* Problem description: Copy exactly the last part of the entries, starting from the line with "Objective — a point for each instance of the yellow" and including the final line.

* Records supplied:

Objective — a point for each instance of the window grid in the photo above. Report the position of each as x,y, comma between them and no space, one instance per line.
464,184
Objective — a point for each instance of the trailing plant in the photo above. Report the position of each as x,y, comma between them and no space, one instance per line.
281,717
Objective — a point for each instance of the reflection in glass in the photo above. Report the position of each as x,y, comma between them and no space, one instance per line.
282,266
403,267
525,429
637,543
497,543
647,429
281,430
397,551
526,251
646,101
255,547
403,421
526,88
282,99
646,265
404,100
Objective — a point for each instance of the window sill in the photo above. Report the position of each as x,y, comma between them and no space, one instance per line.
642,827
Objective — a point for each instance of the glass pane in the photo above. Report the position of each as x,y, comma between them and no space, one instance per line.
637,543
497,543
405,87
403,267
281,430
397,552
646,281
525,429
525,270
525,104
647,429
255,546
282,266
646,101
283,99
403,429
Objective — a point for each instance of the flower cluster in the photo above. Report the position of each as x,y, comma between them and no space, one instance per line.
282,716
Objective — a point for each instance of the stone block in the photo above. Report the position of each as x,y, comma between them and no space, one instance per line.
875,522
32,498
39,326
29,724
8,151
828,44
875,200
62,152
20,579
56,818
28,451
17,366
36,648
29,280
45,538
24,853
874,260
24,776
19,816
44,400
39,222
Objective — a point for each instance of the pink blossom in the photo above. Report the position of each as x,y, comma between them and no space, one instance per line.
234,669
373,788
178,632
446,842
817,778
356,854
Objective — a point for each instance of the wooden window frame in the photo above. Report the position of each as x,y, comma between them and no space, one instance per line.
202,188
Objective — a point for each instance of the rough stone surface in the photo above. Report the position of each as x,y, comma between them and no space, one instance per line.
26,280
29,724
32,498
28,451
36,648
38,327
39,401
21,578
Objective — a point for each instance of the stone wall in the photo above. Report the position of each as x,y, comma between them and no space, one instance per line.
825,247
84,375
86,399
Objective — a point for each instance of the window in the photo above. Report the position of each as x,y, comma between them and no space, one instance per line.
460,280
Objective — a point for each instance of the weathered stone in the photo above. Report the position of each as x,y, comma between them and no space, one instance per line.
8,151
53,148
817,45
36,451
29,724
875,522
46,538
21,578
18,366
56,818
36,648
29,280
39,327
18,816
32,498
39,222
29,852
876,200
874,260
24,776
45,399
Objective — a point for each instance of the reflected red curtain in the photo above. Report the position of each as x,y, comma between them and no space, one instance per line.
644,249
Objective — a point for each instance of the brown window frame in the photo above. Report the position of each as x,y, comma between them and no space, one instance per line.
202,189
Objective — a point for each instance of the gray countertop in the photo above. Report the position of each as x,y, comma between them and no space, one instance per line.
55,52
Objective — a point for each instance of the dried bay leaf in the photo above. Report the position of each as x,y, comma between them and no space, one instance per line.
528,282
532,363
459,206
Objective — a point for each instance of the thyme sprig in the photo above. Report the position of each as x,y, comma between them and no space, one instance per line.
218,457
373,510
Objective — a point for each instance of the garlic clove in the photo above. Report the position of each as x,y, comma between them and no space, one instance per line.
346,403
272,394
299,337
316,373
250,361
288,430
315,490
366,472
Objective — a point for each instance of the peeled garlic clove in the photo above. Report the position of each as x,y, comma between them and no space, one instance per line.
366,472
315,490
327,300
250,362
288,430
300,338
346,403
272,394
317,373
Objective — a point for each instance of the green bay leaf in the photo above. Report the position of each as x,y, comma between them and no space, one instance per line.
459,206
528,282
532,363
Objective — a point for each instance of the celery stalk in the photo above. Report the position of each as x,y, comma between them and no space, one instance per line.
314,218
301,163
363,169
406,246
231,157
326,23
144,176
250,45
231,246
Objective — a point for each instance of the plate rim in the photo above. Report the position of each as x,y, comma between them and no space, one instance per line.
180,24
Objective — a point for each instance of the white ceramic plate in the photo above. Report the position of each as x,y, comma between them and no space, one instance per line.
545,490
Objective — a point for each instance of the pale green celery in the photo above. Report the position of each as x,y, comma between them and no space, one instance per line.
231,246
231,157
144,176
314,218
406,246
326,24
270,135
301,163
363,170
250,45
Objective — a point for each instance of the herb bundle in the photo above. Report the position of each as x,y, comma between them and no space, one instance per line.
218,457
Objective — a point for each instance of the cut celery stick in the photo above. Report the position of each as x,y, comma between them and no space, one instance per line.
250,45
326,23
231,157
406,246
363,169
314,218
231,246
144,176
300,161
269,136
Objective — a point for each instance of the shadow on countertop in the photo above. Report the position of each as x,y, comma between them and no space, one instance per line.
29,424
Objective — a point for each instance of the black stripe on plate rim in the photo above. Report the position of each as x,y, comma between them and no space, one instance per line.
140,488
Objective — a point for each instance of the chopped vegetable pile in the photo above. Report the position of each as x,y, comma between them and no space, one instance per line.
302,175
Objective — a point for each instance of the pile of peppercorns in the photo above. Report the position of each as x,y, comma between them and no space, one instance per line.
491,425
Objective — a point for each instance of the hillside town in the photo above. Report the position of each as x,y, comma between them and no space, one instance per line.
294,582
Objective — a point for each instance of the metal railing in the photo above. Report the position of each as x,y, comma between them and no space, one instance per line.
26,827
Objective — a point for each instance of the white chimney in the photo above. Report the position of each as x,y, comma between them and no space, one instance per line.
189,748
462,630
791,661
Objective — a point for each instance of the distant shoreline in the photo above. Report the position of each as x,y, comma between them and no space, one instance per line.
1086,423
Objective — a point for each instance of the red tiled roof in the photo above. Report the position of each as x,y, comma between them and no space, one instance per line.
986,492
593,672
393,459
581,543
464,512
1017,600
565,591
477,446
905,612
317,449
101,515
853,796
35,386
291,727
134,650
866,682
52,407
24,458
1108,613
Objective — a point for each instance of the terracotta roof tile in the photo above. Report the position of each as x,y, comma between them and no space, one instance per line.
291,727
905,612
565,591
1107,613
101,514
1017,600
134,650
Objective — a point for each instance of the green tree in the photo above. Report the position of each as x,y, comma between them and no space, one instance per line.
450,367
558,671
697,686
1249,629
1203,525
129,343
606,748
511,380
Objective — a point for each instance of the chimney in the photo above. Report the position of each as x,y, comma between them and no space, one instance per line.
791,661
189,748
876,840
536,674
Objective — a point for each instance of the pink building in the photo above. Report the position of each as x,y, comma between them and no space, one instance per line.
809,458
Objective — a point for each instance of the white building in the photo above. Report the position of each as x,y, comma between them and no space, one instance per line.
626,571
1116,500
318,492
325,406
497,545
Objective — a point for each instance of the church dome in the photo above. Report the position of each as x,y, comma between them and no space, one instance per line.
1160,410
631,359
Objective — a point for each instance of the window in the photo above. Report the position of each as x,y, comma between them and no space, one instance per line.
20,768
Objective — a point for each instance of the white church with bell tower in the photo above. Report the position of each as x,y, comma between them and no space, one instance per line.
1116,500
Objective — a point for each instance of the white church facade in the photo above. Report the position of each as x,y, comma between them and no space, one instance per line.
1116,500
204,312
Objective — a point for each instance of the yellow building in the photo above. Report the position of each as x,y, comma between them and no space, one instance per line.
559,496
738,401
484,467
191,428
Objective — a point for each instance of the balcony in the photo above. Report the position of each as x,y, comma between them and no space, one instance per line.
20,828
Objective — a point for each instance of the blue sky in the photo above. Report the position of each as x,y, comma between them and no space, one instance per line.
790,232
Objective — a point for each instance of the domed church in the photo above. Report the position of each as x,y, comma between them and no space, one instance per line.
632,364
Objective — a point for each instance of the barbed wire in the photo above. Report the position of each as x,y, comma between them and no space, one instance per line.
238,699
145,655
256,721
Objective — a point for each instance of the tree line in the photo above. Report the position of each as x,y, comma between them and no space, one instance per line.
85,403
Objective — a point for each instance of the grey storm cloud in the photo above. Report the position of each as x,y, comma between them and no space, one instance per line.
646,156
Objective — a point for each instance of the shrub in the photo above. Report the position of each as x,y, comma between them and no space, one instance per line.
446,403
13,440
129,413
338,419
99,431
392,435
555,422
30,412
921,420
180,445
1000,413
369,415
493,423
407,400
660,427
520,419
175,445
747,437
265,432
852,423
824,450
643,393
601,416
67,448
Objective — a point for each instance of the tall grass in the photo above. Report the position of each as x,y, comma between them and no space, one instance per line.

* Answer:
Objective — a point for each instance of the yellow building in the photo above. Report the position of each as x,y, comma between them and no space, one instance per line.
559,496
738,401
484,467
191,428
Objective — a point for each instance of the balcony in the photo above. Report the position of each as x,y, comma between them and no space, one instance per line.
20,828
Objective — a point for each instance of the blue sky in the photo above. Report the position of each as x,y, comma between them and no space, one instance per line.
790,232
Objective — a point for each instance of the domed church in the photo above. Report the position of each as x,y, comma between them and no space, one instance per line.
632,364
Objective — a point for each instance of the barbed wire in the photo above. Report the position of each as x,y, comma between them and no space, one instance per line.
238,699
145,655
256,721
Objective — a point for each instance of the tree line in the photo above. Report the position of each as x,y, comma between them and no space, one instance per line.
85,403
Objective — a point for each instance of the grey storm cloud in the photo above. Report the position of each as x,y, comma between them and no space, one instance per line.
646,156
Objective — a point for each instance of the shrub in the photo above. Report the position of each as x,y, comma between them and no space, one instance per line.
446,403
13,440
129,413
338,419
99,431
392,435
555,422
30,412
921,420
180,445
1000,413
369,415
493,423
407,400
660,427
520,419
175,445
747,437
265,432
852,423
824,450
643,393
601,416
67,448
Objective — a point for each instance of the tall grass in the photo above. Report the position of each as x,y, comma between them and no space, one instance per line.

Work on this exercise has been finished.